**Source text:**
** Begin **

WASHINGTON, D.C. -
The U.S. Department of Energy (DOE) announced the selection of 10 projects aimed at developing advanced technologies and concepts to minimize freshwater withdrawal and consumption by coal-based power systems. By improving the environmental performance of coal, America's most abundant energy resource, the projects will strengthen national energy security and help provide clean, affordable, abundant energy for future generations.
Thermoelectric power plants are the second largest user of freshwater in the United States, requiring significant volumes to cool and condense the low-pressure steam from the plant’s electricity-generating turbines. Only the agricultural sector, which uses large quantities of water for irrigation, withdraws more freshwater than thermoelectric power plants.
The operation of existing thermoelectric power plants and the permitting of new plants are challenged by competing demands from other water-use sectors, increasingly stringent water-related environmental requirements, and growing populations in water-constrained regions, which increases the need for electricity.
Further, a recent DOE analysis projects that the consumption of freshwater by thermoelectric power stations will increase over the next 20 years as older plants using "once-through" cooling retire and are replaced by new plants with "closed-loop" cooling systems, which lose water through evaporation.
The DOE analysis also shows that the demand for water by the power sector could further increase if regulations are enacted to reduce emissions of the greenhouse gas carbon dioxide (CO2). As much as 30 to 40 percent of a plant's electrical output can be required to operate a carbon-capture system; additional capacity is needed to make up for the lost output, which increases demands for cooling water and water for plant operations.
The Office of Fossil Energy's Innovations for Existing Plants (IEP) program maintains a portfolio of research projects to address these and other environmental challenges faced by America’s existing fleet of coal-fired power plants. Specific to water, the program has established both near- and long-term technical and cost targets:
- The near-term target is to have advanced technologies ready for commercial demonstration by 2015 that, when used alone or in combination, can reduce freshwater withdrawal and consumption by at least 50 percent for thermoelectric power plants equipped with wet recirculating cooling technology, at a levelized cost of less that $3.90 per 1,000 gallons of freshwater conserved.
- The longer-term target is to have technologies ready for commercial demonstration by 2020 that, when used in combination, can reduce freshwater withdrawal and consumption at thermoelectric power plants by at least 70 percent, at a levelized cost of less than $2.60 per 1,000 gallons of freshwater conserved.
The Energy Policy Act of 2005 directs the Energy Department to address issues related to water use for energy production. In addition, Fiscal Year 2008 Omnibus Appropriations Bill language directs the IEP program to address the need for advanced energy-water technologies.
The 10 new projects, totaling approximately $9 million from DOE and $3 million in cost sharing from the recipients, will focus on three topic areas: advanced cooling technology, innovative water reuse and recovery, and non-traditional sources of process and cooling water. The selected projects and these areas of interest are described below:
INTEREST AREA: Advanced Cooling Technology
Research in this area is intended to develop technologies that improve performance and reduce costs associated with wet cooling, dry cooling, and hybrid cooling technologies. Selected projects will conduct research into cost-effectively minimizing the amount of water withdrawn and consumed by power-plant cooling systems.

** End **

**Raw data:**

** Begin **

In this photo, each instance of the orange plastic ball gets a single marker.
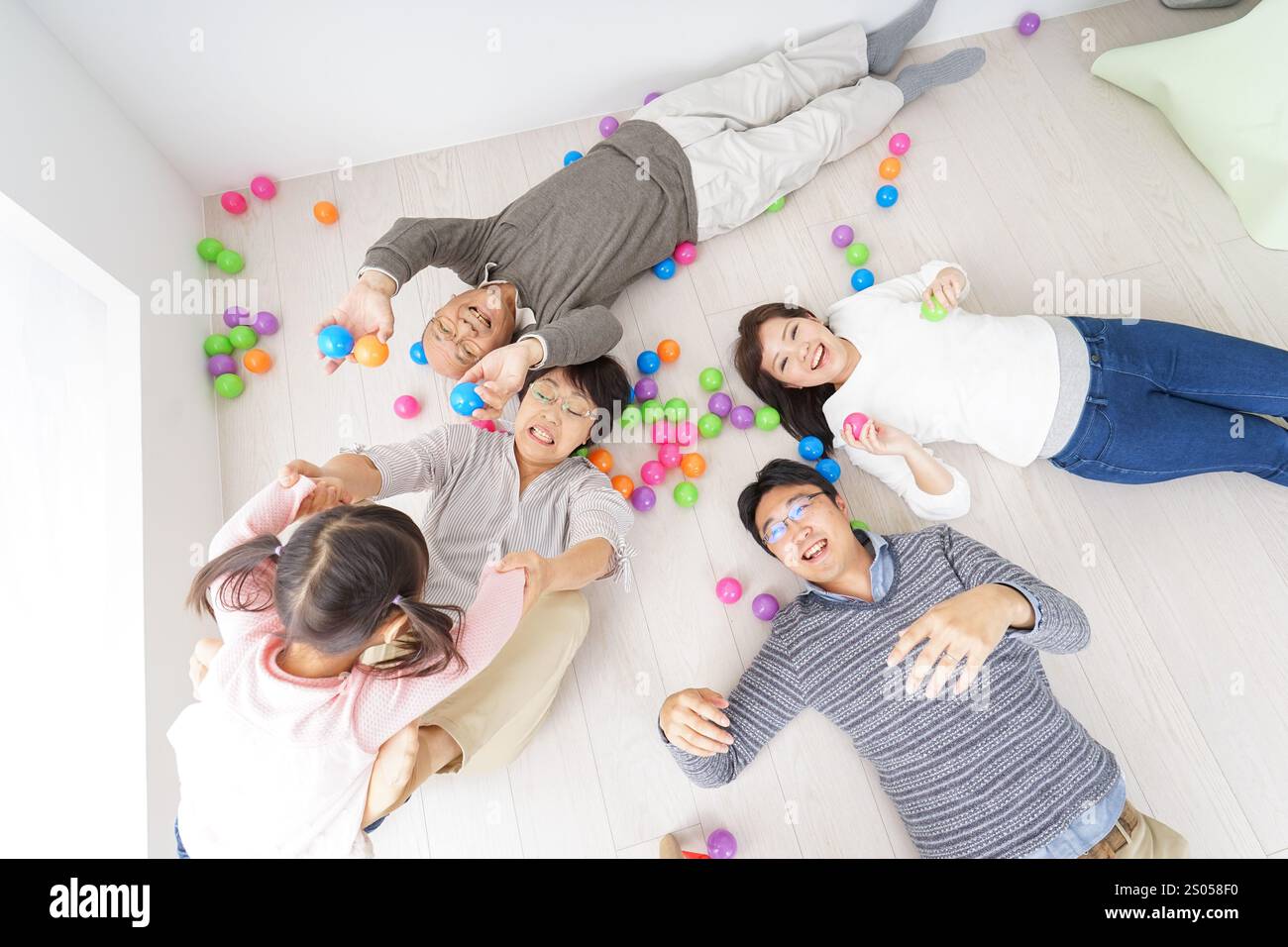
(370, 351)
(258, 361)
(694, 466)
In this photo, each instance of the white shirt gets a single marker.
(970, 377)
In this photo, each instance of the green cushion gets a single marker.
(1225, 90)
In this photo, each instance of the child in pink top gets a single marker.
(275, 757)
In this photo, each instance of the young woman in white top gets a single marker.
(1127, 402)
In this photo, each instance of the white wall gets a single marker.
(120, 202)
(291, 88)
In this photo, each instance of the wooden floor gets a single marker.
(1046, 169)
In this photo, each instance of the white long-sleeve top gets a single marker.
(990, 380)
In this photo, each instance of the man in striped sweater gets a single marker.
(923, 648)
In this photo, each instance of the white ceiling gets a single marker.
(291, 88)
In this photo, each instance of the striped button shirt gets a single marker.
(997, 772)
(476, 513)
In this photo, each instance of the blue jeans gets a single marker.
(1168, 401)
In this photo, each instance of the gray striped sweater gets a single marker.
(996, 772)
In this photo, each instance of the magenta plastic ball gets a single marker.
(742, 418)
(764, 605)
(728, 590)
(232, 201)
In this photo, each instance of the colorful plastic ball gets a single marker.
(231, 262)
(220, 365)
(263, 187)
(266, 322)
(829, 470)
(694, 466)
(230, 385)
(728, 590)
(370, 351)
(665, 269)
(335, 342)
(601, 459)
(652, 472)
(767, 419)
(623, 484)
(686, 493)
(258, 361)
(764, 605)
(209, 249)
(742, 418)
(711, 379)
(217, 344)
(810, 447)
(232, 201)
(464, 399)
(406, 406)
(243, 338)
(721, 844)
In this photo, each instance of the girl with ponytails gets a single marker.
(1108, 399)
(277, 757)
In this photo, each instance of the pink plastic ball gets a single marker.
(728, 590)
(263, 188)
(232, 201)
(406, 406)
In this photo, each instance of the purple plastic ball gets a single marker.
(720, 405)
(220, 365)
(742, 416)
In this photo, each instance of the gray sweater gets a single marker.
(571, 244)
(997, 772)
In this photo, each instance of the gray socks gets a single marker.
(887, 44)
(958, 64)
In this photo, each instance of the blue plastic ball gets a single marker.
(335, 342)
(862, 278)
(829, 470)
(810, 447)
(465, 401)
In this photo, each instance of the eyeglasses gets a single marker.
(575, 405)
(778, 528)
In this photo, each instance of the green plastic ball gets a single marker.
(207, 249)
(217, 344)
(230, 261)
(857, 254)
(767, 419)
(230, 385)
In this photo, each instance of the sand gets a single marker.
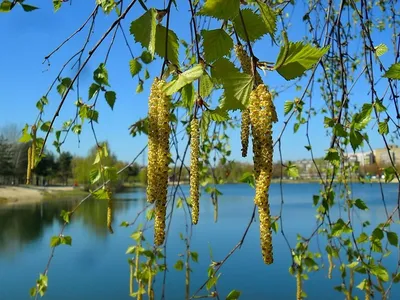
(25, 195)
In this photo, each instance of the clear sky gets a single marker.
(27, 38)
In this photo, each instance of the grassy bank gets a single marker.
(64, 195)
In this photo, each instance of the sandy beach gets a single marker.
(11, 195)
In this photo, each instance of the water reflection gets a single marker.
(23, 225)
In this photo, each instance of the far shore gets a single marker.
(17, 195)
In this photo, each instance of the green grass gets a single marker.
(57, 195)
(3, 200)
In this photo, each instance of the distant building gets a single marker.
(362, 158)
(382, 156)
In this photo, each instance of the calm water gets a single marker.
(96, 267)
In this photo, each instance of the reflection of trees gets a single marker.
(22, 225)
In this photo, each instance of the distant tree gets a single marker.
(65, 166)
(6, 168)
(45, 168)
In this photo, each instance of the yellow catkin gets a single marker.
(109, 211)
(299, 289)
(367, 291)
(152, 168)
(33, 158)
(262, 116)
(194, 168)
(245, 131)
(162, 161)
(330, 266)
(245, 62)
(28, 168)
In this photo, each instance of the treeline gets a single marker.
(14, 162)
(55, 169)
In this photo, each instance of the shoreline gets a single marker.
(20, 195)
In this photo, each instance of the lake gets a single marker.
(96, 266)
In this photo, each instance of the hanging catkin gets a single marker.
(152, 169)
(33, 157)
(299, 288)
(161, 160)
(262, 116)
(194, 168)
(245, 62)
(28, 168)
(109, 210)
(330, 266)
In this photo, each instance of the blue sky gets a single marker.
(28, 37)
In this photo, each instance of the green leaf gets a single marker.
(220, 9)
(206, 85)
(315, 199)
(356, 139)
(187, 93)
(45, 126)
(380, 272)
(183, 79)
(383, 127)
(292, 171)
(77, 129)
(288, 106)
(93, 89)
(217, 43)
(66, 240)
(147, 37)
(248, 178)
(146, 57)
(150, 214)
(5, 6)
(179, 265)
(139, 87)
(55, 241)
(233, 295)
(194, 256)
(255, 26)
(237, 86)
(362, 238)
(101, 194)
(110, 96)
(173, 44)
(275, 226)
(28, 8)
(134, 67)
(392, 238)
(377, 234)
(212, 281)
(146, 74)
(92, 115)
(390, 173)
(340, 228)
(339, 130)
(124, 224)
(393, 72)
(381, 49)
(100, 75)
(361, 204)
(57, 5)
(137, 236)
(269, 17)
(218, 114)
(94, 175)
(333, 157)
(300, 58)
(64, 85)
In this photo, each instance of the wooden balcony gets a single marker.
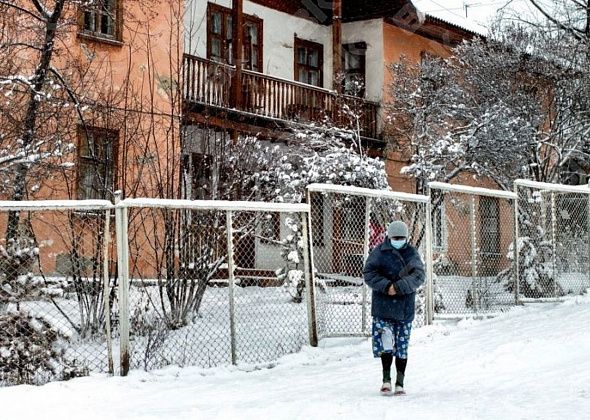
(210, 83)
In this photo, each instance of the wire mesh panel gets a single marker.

** End **

**Requests:**
1) According to the DOE announcement on power-plant water use, which sector withdraws more freshwater than thermoelectric power plants?
2) Continue the DOE announcement on power-plant water use from the end of its last sentence.

**Final results:**
1) The agricultural sector

2)
- Drexel University (Philadelphia, Pa.)—In this project, researchers will develop a new scale-prevention technology by continuously precipitating and removing dissolved mineral ions in cooling water. Removal of the dissolved mineral ions would allow power plants to increase the number of times that the water could be recycled before it would be discharged, which would effectively reduce the amount of makeup water needed for the plant. It is anticipated that the technology could double the cycles of concentration thereby reducing the plant’s blowdown by approximately 25 percent. (DOE share: $1,004,174; recipient share: $254,000; duration: 36 months)
- SPX Cooling Technologies Inc. (Overland Park, Kan.)—Investigators will improve the efficiency of power-plant air-cooled condensers (ACCs) by developing wind guide technology for these air-cooled systems. Major drawbacks to the application of dry cooling have included efficiency variation, efficiency reduction, and capital and operating costs of the ACC units. SPX Cooling Technologies will work to reduce the efficiency variation in windy conditions by developing physical enhancements to the base ACC. The efficiency improvement for the cooling process will be measured by adding the new technology to an existing ACC cooling process at a selected coal-fired power plant. (DOE share: $751,817; recipient share: $187,954; duration: 28 months)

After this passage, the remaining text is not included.